## Task to carry out:
Give back every record verbatim, but not the pictures.
::::::::::
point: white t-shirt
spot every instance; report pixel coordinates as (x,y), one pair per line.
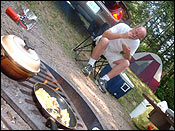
(112,52)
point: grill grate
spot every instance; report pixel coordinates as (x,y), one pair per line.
(19,96)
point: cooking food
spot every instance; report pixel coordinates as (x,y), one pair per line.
(52,106)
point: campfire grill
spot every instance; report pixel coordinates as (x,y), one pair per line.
(19,96)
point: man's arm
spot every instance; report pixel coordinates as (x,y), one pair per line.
(126,52)
(111,36)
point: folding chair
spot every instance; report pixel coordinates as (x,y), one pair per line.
(87,46)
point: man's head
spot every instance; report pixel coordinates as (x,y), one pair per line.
(138,32)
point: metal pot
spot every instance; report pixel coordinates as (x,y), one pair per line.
(18,61)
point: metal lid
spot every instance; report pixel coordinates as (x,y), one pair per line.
(14,47)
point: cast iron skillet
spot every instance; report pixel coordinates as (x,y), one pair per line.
(51,121)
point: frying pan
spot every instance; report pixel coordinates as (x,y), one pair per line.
(54,123)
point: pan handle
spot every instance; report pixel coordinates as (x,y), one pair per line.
(51,123)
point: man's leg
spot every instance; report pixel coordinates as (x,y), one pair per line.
(96,53)
(120,66)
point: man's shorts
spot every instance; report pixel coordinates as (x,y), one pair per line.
(110,55)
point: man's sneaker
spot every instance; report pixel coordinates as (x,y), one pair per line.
(102,85)
(87,69)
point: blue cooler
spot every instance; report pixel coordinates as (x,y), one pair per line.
(119,85)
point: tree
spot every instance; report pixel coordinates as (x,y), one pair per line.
(158,18)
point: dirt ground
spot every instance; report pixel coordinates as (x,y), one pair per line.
(106,106)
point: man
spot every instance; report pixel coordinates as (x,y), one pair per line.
(117,44)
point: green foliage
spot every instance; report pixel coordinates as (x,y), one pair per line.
(167,93)
(158,18)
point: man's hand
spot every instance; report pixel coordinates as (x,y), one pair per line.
(128,35)
(126,51)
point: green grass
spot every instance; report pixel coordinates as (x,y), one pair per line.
(134,97)
(69,32)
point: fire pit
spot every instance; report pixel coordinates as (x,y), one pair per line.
(19,97)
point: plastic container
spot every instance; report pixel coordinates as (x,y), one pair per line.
(119,85)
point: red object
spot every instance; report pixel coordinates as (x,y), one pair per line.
(150,127)
(23,24)
(117,15)
(12,14)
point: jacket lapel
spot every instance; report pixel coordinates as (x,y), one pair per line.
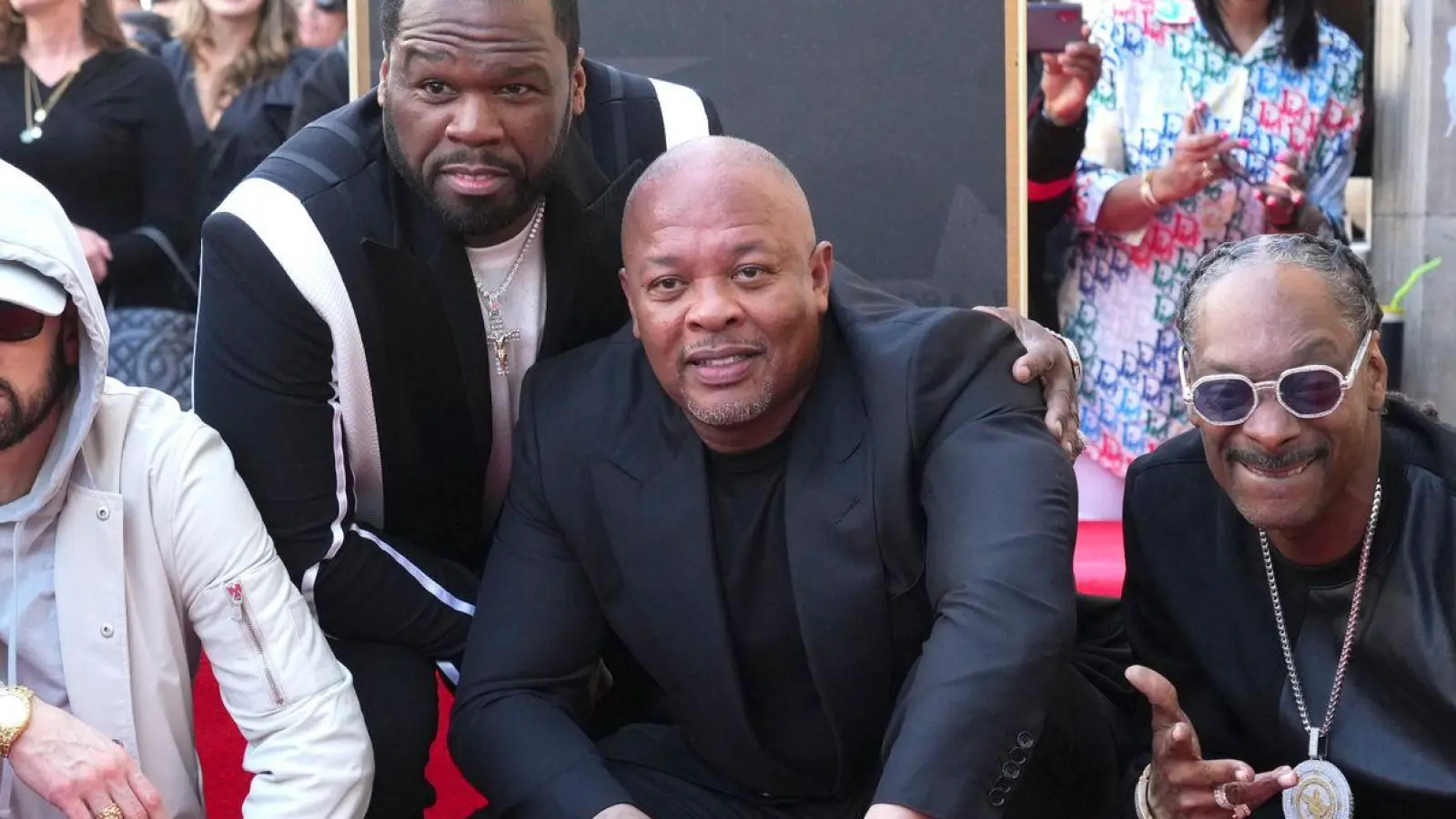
(422,249)
(834,562)
(582,252)
(654,486)
(1249,642)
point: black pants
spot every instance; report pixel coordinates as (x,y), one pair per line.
(399,695)
(1072,774)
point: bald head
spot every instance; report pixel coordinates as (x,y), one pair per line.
(692,181)
(727,286)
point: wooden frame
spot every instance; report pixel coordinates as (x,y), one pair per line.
(361,44)
(361,41)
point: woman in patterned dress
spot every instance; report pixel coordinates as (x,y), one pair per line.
(1213,120)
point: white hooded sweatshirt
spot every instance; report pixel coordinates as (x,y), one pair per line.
(136,548)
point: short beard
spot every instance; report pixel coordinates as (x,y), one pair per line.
(728,413)
(24,417)
(478,217)
(732,413)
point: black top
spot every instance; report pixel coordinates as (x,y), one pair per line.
(254,124)
(324,89)
(753,564)
(108,153)
(1198,608)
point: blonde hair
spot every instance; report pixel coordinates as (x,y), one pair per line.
(99,28)
(266,57)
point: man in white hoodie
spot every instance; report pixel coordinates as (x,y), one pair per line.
(127,545)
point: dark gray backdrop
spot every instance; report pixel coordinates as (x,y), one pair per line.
(892,114)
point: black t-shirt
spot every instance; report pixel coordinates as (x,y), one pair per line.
(113,152)
(753,564)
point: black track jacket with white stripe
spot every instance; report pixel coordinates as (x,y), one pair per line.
(341,354)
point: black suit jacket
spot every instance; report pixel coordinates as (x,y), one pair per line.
(341,353)
(1198,611)
(931,528)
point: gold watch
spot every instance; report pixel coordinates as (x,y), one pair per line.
(15,716)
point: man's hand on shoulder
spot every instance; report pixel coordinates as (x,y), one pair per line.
(893,812)
(1052,359)
(622,812)
(77,770)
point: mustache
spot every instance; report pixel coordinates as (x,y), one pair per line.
(1278,460)
(757,346)
(477,157)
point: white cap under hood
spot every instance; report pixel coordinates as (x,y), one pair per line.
(35,234)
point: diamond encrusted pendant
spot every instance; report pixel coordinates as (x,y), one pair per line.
(1322,793)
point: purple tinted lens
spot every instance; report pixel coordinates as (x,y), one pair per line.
(19,324)
(1310,392)
(1223,401)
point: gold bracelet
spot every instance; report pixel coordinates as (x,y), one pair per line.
(1147,189)
(1140,799)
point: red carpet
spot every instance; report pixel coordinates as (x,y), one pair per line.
(1098,566)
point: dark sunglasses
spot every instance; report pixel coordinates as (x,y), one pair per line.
(1312,390)
(19,324)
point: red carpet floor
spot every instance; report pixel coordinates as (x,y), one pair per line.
(1098,566)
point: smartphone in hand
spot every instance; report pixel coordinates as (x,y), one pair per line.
(1235,167)
(1052,26)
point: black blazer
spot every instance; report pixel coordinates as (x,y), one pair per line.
(931,528)
(341,354)
(1198,611)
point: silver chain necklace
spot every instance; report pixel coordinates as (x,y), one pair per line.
(495,329)
(1322,790)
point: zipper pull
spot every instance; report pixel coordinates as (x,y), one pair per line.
(235,595)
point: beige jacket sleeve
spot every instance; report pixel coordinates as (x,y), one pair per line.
(291,700)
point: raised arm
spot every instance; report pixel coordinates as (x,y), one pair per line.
(999,501)
(267,379)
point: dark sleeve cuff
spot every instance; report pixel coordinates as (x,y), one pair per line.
(1053,150)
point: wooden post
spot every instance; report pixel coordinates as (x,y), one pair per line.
(360,47)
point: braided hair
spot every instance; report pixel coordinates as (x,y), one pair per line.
(1344,273)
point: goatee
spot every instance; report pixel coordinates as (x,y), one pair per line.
(475,217)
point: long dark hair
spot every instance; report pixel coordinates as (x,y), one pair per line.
(1300,28)
(98,25)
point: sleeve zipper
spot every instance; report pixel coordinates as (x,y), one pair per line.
(244,614)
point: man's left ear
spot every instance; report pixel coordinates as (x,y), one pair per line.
(822,271)
(1378,373)
(72,334)
(383,79)
(579,84)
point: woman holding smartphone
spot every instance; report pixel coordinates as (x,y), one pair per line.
(1213,120)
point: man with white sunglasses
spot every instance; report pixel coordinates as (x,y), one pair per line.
(1290,577)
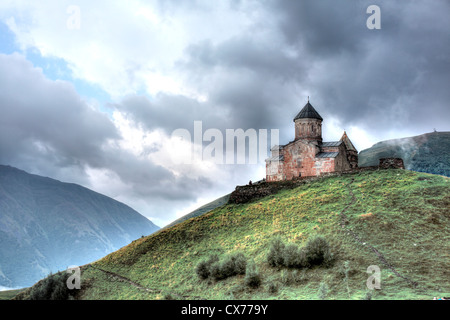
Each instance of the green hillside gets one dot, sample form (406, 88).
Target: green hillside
(203, 209)
(47, 225)
(428, 153)
(396, 219)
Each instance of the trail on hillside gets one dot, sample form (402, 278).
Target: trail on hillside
(146, 289)
(357, 238)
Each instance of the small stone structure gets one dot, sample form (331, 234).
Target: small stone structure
(391, 163)
(260, 189)
(308, 155)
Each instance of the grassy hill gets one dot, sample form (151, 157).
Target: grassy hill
(396, 219)
(203, 209)
(428, 152)
(47, 225)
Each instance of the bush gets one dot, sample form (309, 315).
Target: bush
(203, 268)
(252, 277)
(323, 291)
(272, 287)
(53, 287)
(275, 257)
(316, 252)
::::::::::
## Answer area:
point: white t-shirt
spot every instance; report pixel coordinates as (x,y), one pair per line.
(112,52)
point: grill grate
spot every instance; report pixel coordinates as (x,y), one pair per line.
(19,96)
point: cooking food
spot every instance; report pixel coordinates as (x,y), one pair per line.
(52,106)
point: campfire grill
spot every instance; report pixel coordinates as (x,y), one pair per line.
(19,96)
point: man's arm
spot every instance; report pixel coordinates as (x,y), one pair per line.
(126,52)
(111,36)
point: folding chair
spot every instance; report pixel coordinates as (x,y), one pair per line.
(87,46)
point: man's head
spot every instance; report pixel coordinates as (x,y), one pair per line.
(138,32)
point: metal pot
spot every instance; report pixel coordinates as (x,y), one pair per line.
(18,61)
point: metal lid
spot every instance; report pixel coordinates as (x,y), one pair per line.
(14,47)
point: cast iron skillet
spot every instance; report pixel coordinates as (x,y), one pair per line.
(51,121)
point: frying pan
spot every instance; report pixel coordinates as (x,y), one pair per line.
(54,123)
point: pan handle
spot every instance; report pixel coordinates as (x,y), one pair per line.
(51,123)
point: man's leg
spot every instance; report pixel coordinates as (x,y), one pair per line.
(96,53)
(120,66)
point: man's shorts
spot every instance; report pixel coordinates as (x,y), one pair per line.
(110,55)
point: man's sneaker
spot every instance; report pixel coordinates as (x,y), one pair per line.
(102,85)
(87,69)
point: blue cooler
spot every instance; report pixel coordinates as (x,y), one pair per line.
(119,85)
point: tree
spot every instance; report pixel coordinates as (x,y), one pair per line.
(158,18)
point: dirt ground
spot every instance; report pixel coordinates as (x,y), one pair per line.
(106,106)
point: man
spot every instance; report pixel coordinates as (x,y), one pair per line.
(117,44)
point: green foliage
spot every instance; report pixel coordinates as (x,y), one pair per line.
(167,93)
(158,18)
point: man's hand
spot every instance; report pixel coordinates as (x,y), one pair per line.
(128,35)
(126,51)
point: green grass
spot every instance; report pixel coordinates as (x,y), one pair per line.
(134,97)
(69,32)
point: fire pit
spot every instance; report pixel coordinates as (x,y), one pair per line.
(19,97)
point: plastic container
spot every instance; report pixel coordinates as (x,y), one pair per line.
(119,85)
point: red object
spot every instance; report pixel coordinates as (x,y), one pair per line.
(150,127)
(23,24)
(117,15)
(12,14)
point: jacket lapel
spot every instance; report pixel coordinates as (x,y), one pair per line.
(422,249)
(834,562)
(582,252)
(654,486)
(1249,642)
point: black pants
spot every instance; report pixel coordinates as (x,y), one pair per line.
(399,695)
(1072,774)
point: bald head
spot every instance; report pixel coordinates as (x,y), one pair per line.
(692,181)
(727,286)
point: wooden frame
spot every instance; report pixel coordinates as (x,y), one pair per line.
(361,44)
(361,41)
point: woman in patterned dress
spot every instance; report pixel coordinates as (x,y), one pair per line.
(1213,120)
point: white hooded sweatshirt
spot every instance; report pixel coordinates as (x,y), one pair per line.
(136,548)
point: short beard
spot every instance; report pixel coordinates as (x,y), one pair per line.
(728,413)
(24,417)
(478,217)
(732,413)
point: black top
spot every instance; report pixel coordinates as (x,y), one pair per line.
(254,124)
(324,89)
(753,564)
(108,153)
(1198,608)
point: blonde hair
spot every instance; report pixel coordinates as (x,y), one pair per line.
(99,28)
(266,57)
point: man in white hoodie
spot every instance; report pixel coordinates as (x,y), one pair per line.
(127,545)
point: dark gray backdrop
spot every instance; report pixel coordinates as (x,y), one pair per line.
(892,114)
point: black t-shirt
spot every instance; report pixel coordinates as (x,y), one pair per line.
(113,152)
(753,564)
point: black track jacket with white stripe
spot every instance; report pixel coordinates as (x,y), one pair per line.
(341,354)
point: black suit jacket
spot every instance; report pixel coordinates as (x,y), one pair per line.
(341,353)
(1198,611)
(931,528)
point: gold watch
spot every instance; report pixel coordinates as (x,y), one pair per line.
(15,716)
point: man's hand on shoulder
spot every instance; report pixel coordinates as (x,y), one pair per line.
(893,812)
(1052,359)
(622,812)
(77,770)
point: mustache
spot every instance; report pixel coordinates as (x,y), one pair per line.
(1278,460)
(757,346)
(477,157)
point: white cap under hood
spot every instance; report pixel coordinates as (x,y), one pair per line.
(35,234)
point: diamond encrusted pendant
spot every instance; report pixel coordinates as (x,y), one pair per line.
(1322,793)
point: purple tinted lens
spot every instance; report pixel coordinates as (x,y), one pair per line.
(19,324)
(1310,392)
(1223,401)
point: gold bracelet
spot every instance; report pixel coordinates as (x,y), one pair per line.
(1147,189)
(1140,799)
point: red carpet
spot every instance; report pixel coordinates as (x,y), one pair per line.
(1098,566)
point: dark sunglasses
spot every instance; report pixel coordinates as (x,y), one pair per line.
(1312,390)
(19,324)
point: red carpet floor
spot every instance; report pixel coordinates as (x,y), one pair per line.
(1098,566)
point: smartphone in hand
spot every instance; report pixel coordinates as (x,y), one pair per line.
(1235,167)
(1052,26)
point: black blazer
spot every instance; report pixel coordinates as (x,y), one pair per line.
(931,528)
(341,354)
(1198,611)
point: silver chain necklace
spot every instance; report pixel coordinates as (x,y), one pair per line.
(495,329)
(1322,790)
point: zipper pull
spot every instance; report pixel coordinates as (x,y), one pair per line.
(235,595)
point: beige jacket sleeve
spot every instance; report pixel coordinates as (x,y), one pair per line.
(291,700)
point: raised arm
spot every instance; report pixel coordinates as (x,y), one pair per line.
(999,501)
(267,379)
point: dark sleeve cuff
spot every instance; report pixel coordinates as (x,y), one pair per line.
(1053,150)
point: wooden post
spot every instance; report pixel coordinates as (x,y), one pair per line.
(360,47)
point: braided hair
spot every instance; report pixel coordinates as (x,y), one pair per line.
(1344,273)
point: goatee
spot every instance; report pixel coordinates as (x,y), one pair per line.
(475,217)
point: long dark hair
spot every instance; report pixel coordinates as (x,y), one pair per line.
(1300,28)
(98,25)
point: sleeve zipper
spot every instance; report pixel coordinates as (x,y), one pair per line.
(244,614)
point: man's left ear
spot every instance; report pixel coordinates as (x,y), one pair per line.
(822,271)
(1378,373)
(72,334)
(383,79)
(579,84)
point: woman holding smartphone
spot every instance; report pixel coordinates as (x,y), one pair per line.
(1213,120)
point: man with white sunglasses
spot every instance; report pixel coordinates as (x,y), one pair per line.
(1290,577)
Each instance of the green hillside gets one dot, sample form (406, 88).
Target: green hillside
(203, 209)
(47, 225)
(428, 153)
(396, 219)
Each instance of the trail on hillside gets one dot, sample form (402, 278).
Target: trail on hillside
(146, 289)
(357, 238)
Each instance of the small stone structure gets one dot, sample form (331, 234).
Target: small stone structure
(391, 163)
(260, 189)
(308, 155)
Each instance of the grassy hill gets one dot, sample form (151, 157).
Target: grassy hill
(396, 219)
(203, 209)
(428, 152)
(47, 225)
Each instance of the bush gets one dot, sample form (309, 315).
Target: bush
(203, 268)
(252, 277)
(323, 291)
(272, 287)
(53, 287)
(275, 257)
(316, 252)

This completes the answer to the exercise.